_Task instructions:_ Find the line containing "[tag] pink flower: a pin per instance" in the material below; copy that line and all following lines exactly.

_Given records:_
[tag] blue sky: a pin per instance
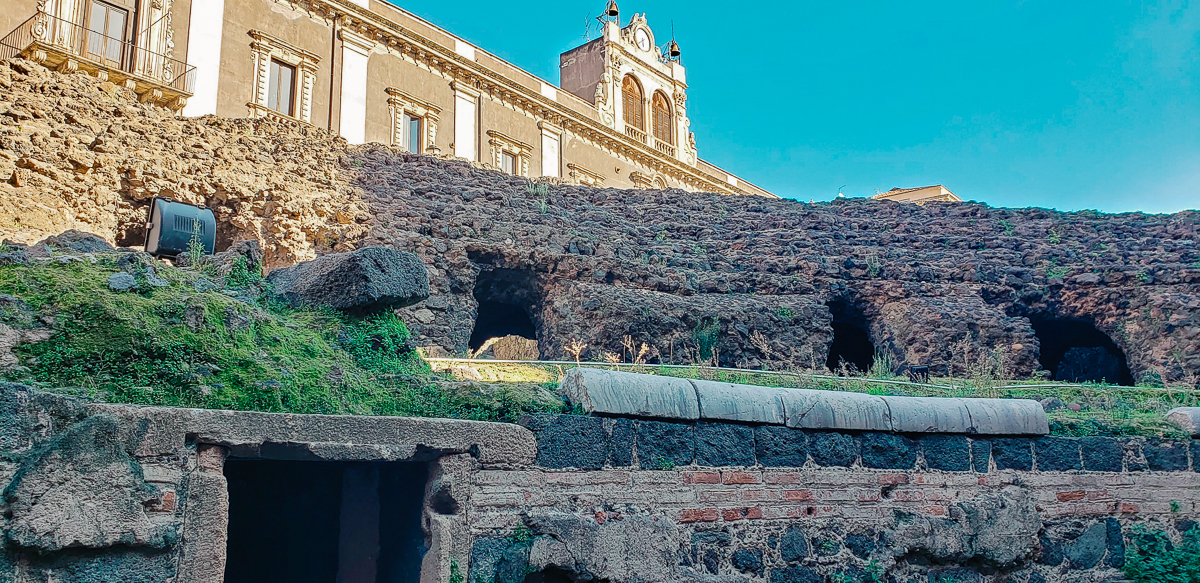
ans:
(1068, 104)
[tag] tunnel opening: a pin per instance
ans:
(1074, 350)
(507, 299)
(315, 522)
(851, 341)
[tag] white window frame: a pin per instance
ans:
(401, 103)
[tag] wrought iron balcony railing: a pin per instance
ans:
(63, 43)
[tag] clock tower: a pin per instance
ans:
(637, 85)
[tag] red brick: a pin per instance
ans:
(700, 515)
(1075, 494)
(798, 494)
(701, 478)
(739, 478)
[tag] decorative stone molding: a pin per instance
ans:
(583, 176)
(399, 103)
(264, 48)
(501, 144)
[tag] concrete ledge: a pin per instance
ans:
(809, 409)
(1188, 418)
(622, 394)
(928, 415)
(285, 436)
(745, 403)
(612, 392)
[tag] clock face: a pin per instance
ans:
(643, 38)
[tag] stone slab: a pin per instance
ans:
(810, 409)
(1188, 418)
(745, 403)
(1007, 416)
(928, 415)
(610, 392)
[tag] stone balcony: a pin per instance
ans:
(70, 47)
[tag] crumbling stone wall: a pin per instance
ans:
(603, 264)
(587, 498)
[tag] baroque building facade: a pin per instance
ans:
(373, 72)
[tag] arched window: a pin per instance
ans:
(663, 119)
(633, 102)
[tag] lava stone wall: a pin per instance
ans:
(720, 502)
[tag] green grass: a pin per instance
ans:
(249, 354)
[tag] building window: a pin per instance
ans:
(409, 133)
(285, 77)
(414, 122)
(663, 119)
(508, 154)
(106, 32)
(633, 102)
(281, 95)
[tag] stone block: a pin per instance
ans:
(780, 446)
(613, 392)
(569, 440)
(928, 415)
(1164, 455)
(829, 448)
(1102, 454)
(366, 280)
(888, 451)
(621, 442)
(745, 403)
(724, 444)
(809, 409)
(947, 452)
(1056, 454)
(1007, 416)
(1188, 418)
(1012, 454)
(663, 445)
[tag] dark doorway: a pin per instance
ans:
(319, 522)
(507, 299)
(1077, 352)
(851, 341)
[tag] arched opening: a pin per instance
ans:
(508, 299)
(631, 102)
(663, 125)
(1077, 352)
(851, 341)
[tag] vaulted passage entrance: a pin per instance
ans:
(851, 341)
(507, 300)
(319, 522)
(1077, 352)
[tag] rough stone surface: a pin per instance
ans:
(660, 264)
(83, 490)
(367, 280)
(947, 452)
(663, 445)
(780, 446)
(724, 444)
(833, 449)
(611, 392)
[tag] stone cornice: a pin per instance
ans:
(468, 73)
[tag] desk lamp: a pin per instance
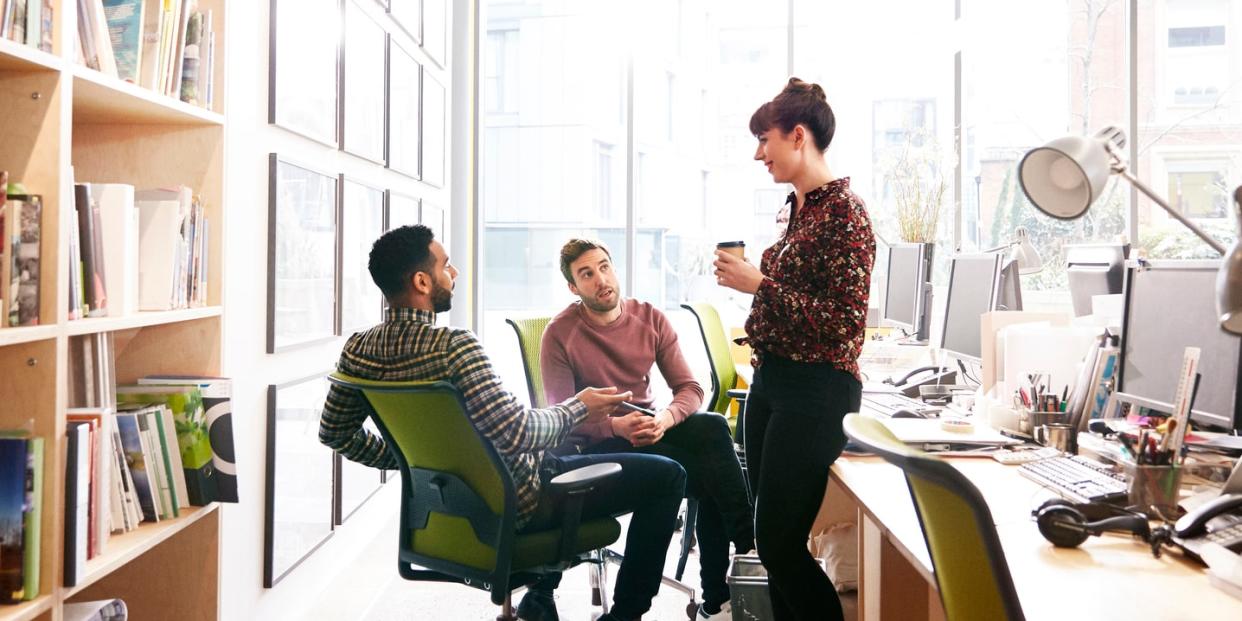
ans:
(1066, 175)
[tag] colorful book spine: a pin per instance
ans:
(21, 235)
(126, 32)
(13, 502)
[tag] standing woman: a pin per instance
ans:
(806, 330)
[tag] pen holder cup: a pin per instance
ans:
(1154, 489)
(1053, 429)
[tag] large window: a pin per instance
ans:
(944, 96)
(1190, 121)
(1062, 72)
(555, 148)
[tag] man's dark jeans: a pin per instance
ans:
(703, 446)
(651, 487)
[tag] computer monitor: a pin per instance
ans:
(974, 283)
(907, 290)
(1094, 270)
(1170, 306)
(1010, 291)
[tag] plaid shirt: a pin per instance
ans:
(812, 304)
(407, 347)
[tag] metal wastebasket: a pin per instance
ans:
(748, 589)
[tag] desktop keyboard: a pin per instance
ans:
(1076, 478)
(884, 404)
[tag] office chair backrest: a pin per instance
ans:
(724, 374)
(970, 568)
(430, 435)
(530, 342)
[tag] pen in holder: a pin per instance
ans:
(1154, 489)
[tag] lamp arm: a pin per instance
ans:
(1211, 241)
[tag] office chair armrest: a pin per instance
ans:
(584, 480)
(576, 483)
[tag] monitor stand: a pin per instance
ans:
(922, 323)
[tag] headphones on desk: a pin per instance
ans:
(1067, 524)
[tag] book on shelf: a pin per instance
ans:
(91, 247)
(21, 499)
(27, 21)
(126, 509)
(77, 501)
(77, 291)
(159, 45)
(154, 447)
(34, 516)
(13, 501)
(170, 249)
(92, 371)
(191, 435)
(93, 37)
(119, 230)
(137, 458)
(101, 421)
(20, 231)
(126, 35)
(217, 405)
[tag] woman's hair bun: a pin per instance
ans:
(799, 86)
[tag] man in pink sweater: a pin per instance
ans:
(606, 340)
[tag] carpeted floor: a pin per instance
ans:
(389, 598)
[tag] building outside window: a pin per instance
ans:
(1190, 122)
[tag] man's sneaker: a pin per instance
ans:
(538, 606)
(723, 615)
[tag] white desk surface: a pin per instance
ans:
(1109, 576)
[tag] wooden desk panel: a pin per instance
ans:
(1110, 576)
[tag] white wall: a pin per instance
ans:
(249, 140)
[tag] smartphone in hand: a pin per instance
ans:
(637, 409)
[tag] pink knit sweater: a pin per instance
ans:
(578, 354)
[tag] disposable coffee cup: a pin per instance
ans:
(737, 249)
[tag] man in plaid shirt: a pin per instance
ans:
(414, 272)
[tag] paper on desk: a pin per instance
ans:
(914, 431)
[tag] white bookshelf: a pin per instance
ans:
(65, 122)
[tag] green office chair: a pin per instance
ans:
(724, 373)
(458, 508)
(530, 342)
(966, 555)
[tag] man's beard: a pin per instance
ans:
(602, 307)
(441, 298)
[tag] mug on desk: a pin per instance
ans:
(1057, 435)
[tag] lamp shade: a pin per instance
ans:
(1066, 175)
(1228, 278)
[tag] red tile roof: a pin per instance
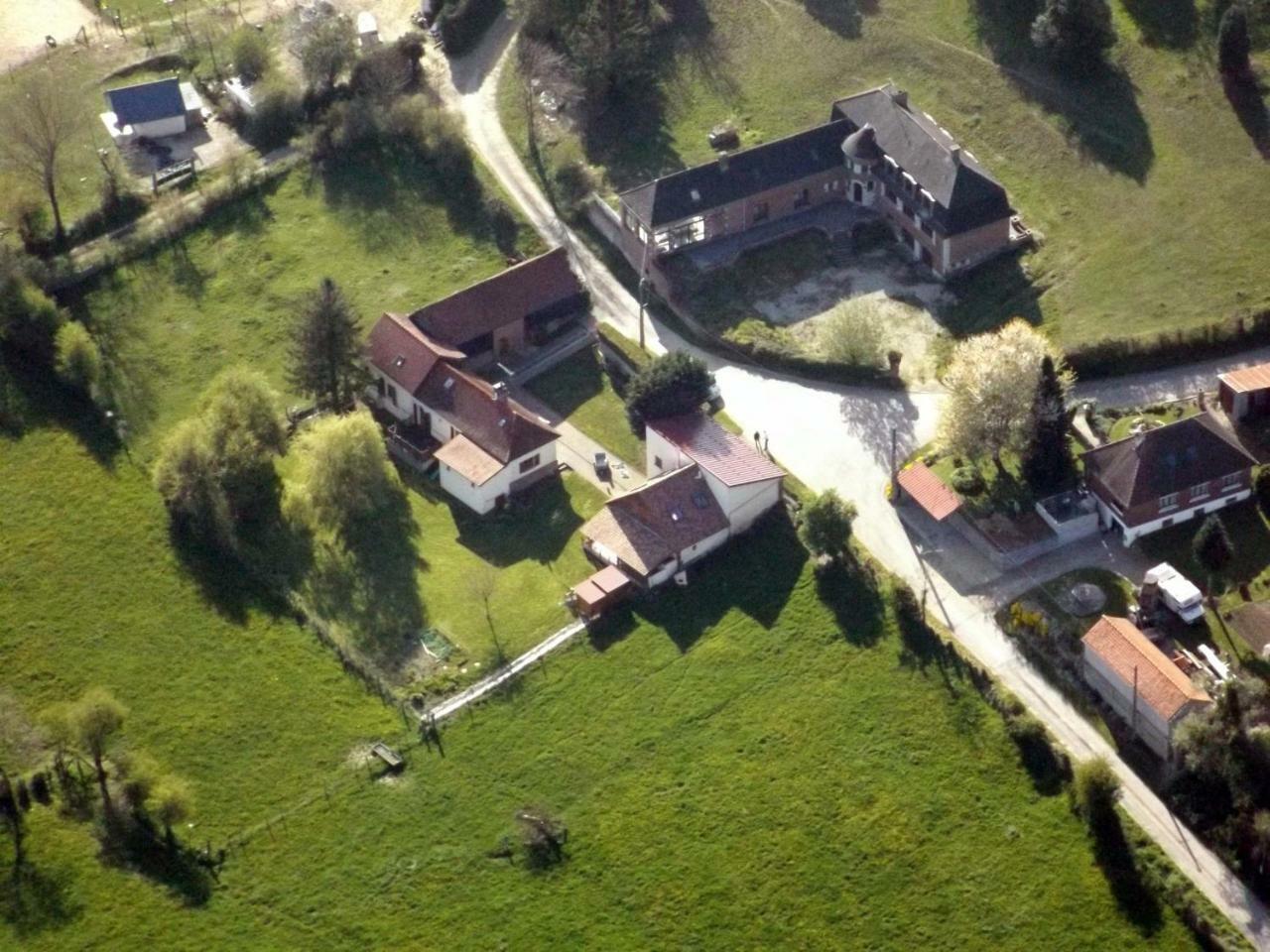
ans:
(509, 296)
(730, 458)
(499, 425)
(658, 521)
(1247, 379)
(929, 492)
(1161, 684)
(405, 353)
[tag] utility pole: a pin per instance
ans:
(643, 289)
(894, 472)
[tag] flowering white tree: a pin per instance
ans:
(992, 386)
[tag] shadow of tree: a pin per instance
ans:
(1250, 108)
(136, 844)
(363, 580)
(1114, 856)
(46, 404)
(385, 194)
(1005, 26)
(843, 17)
(35, 900)
(849, 590)
(992, 295)
(1100, 113)
(538, 526)
(753, 574)
(1167, 23)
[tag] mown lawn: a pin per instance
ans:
(739, 767)
(1105, 168)
(581, 391)
(223, 687)
(229, 293)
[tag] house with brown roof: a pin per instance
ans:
(1139, 682)
(1167, 475)
(744, 481)
(1245, 393)
(706, 485)
(490, 447)
(499, 316)
(876, 154)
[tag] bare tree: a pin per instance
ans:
(37, 125)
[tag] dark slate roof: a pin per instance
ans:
(146, 102)
(966, 194)
(748, 172)
(862, 145)
(1166, 460)
(509, 296)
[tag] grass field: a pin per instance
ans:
(735, 771)
(1116, 172)
(229, 291)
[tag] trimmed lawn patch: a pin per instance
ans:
(229, 291)
(726, 735)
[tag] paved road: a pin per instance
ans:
(841, 436)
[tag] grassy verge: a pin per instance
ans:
(760, 726)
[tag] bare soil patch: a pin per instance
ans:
(26, 23)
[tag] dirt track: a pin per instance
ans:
(26, 23)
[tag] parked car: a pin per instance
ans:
(1176, 592)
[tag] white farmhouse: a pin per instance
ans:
(705, 485)
(485, 444)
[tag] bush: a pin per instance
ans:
(825, 525)
(1261, 486)
(463, 22)
(28, 317)
(249, 51)
(968, 480)
(77, 361)
(572, 184)
(852, 335)
(1095, 789)
(671, 385)
(277, 116)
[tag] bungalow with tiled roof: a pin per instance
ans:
(1139, 682)
(706, 485)
(875, 153)
(490, 447)
(498, 316)
(1167, 475)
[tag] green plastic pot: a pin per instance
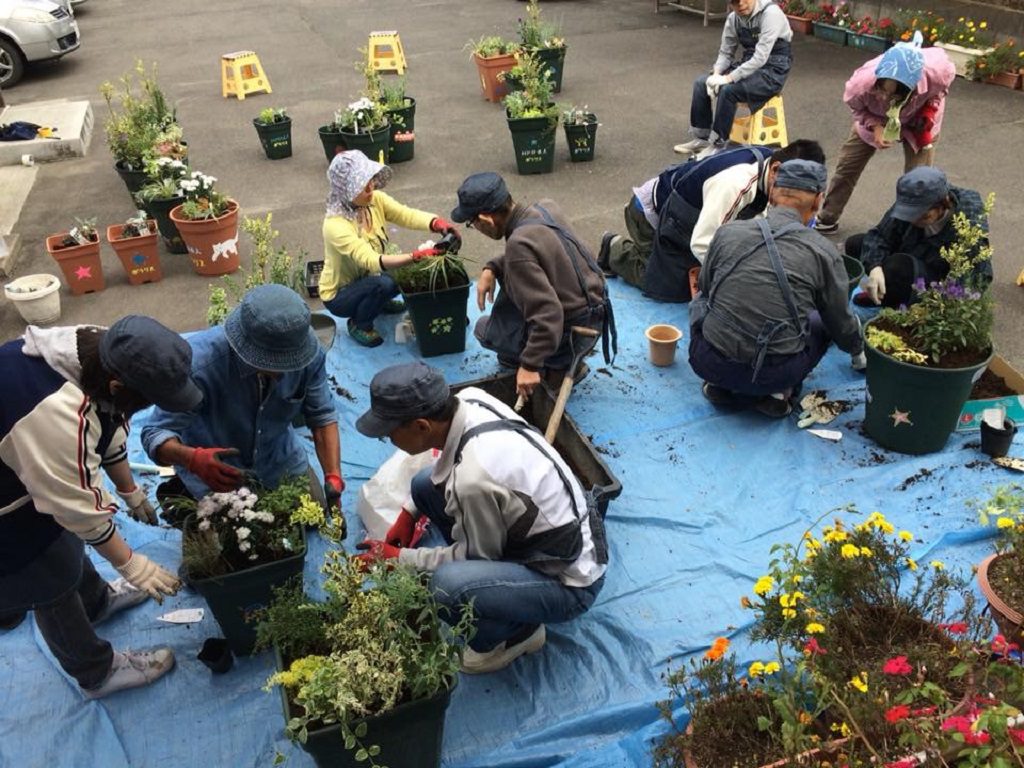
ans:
(534, 142)
(235, 598)
(913, 409)
(275, 138)
(410, 735)
(439, 320)
(401, 139)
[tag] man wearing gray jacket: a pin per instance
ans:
(773, 296)
(518, 538)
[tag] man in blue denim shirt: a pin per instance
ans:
(258, 372)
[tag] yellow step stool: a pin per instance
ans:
(241, 73)
(766, 126)
(384, 51)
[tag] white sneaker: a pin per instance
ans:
(121, 595)
(132, 670)
(474, 663)
(692, 146)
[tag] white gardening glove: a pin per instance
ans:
(138, 506)
(143, 573)
(875, 286)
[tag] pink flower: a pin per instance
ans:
(897, 666)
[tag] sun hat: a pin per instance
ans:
(269, 330)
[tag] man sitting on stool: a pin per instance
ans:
(773, 295)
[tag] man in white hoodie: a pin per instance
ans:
(65, 403)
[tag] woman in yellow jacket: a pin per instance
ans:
(354, 283)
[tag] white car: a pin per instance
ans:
(34, 31)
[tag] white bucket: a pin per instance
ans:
(36, 296)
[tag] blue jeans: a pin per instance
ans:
(509, 599)
(364, 299)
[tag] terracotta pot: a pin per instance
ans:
(138, 255)
(213, 244)
(494, 89)
(80, 264)
(1008, 620)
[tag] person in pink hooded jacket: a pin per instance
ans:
(898, 96)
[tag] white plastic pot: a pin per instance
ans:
(36, 296)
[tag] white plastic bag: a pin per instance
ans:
(383, 495)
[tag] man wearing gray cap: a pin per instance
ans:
(68, 393)
(257, 372)
(907, 244)
(517, 537)
(773, 295)
(549, 283)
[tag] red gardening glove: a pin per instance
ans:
(206, 464)
(425, 253)
(376, 551)
(400, 532)
(333, 485)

_Response:_
[tag] pink flower: a pin per instance
ans:
(897, 666)
[tag] sun hat: a pin per instance
ans:
(269, 330)
[tag] man sitting on stool: a pin per instance
ans:
(773, 295)
[tag] man in white hoodie: a pin per instance
ans:
(65, 403)
[tag] woman in yellow jacket: a pin per instance
ans:
(354, 283)
[tag] white car: a pin per instance
ans:
(34, 31)
[tag] white bucket: a pin per instance
ans:
(36, 296)
[tag] blue jeans: a pin per instance
ans:
(509, 599)
(364, 299)
[tag] terracotta pot: a pin per instance
ans:
(138, 255)
(213, 244)
(494, 89)
(80, 264)
(1008, 620)
[tag] person in pink hooded jacket: a pin per instance
ans:
(898, 96)
[tag] white plastic pot: a pin per instance
ans:
(36, 296)
[tag] white plastic bag: a pin per instance
ans:
(383, 495)
[tag] man wearing gray cap: a pin per instance
ans:
(68, 393)
(257, 372)
(907, 244)
(517, 537)
(773, 295)
(549, 283)
[tag] red gardening glove: a pin per instance
ans:
(206, 464)
(425, 253)
(376, 551)
(400, 532)
(333, 485)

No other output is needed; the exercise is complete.